* **Items**
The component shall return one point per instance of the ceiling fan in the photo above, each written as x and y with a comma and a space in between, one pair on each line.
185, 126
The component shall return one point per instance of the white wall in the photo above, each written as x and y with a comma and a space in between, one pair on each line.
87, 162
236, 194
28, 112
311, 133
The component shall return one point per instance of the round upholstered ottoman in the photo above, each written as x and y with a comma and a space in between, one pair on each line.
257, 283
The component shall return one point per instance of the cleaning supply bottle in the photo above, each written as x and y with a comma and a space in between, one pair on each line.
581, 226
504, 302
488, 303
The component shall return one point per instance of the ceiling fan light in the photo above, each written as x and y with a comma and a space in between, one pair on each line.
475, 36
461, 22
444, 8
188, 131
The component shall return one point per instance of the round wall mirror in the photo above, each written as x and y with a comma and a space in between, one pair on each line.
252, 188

---

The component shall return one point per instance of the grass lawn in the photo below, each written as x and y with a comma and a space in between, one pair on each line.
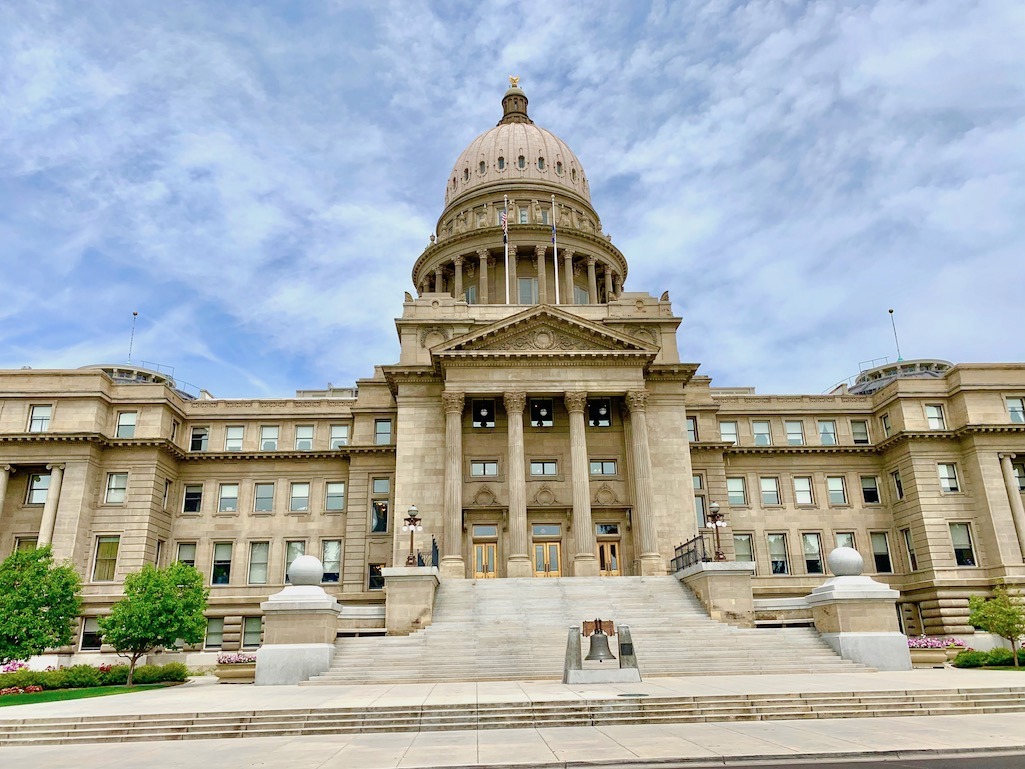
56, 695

* **Problem details**
Select every row that contains the string "round" and copy each one in full.

* **Exercise output**
The component shall return one point per instance of the round upholstered ottoman in the photo above, each written as x and y with a comma and a space in between, one pair on each line.
The component shall return one point per instance of the round wall mirror in the photo above, each written as x and y with a comma and a space in between, one pair on each line.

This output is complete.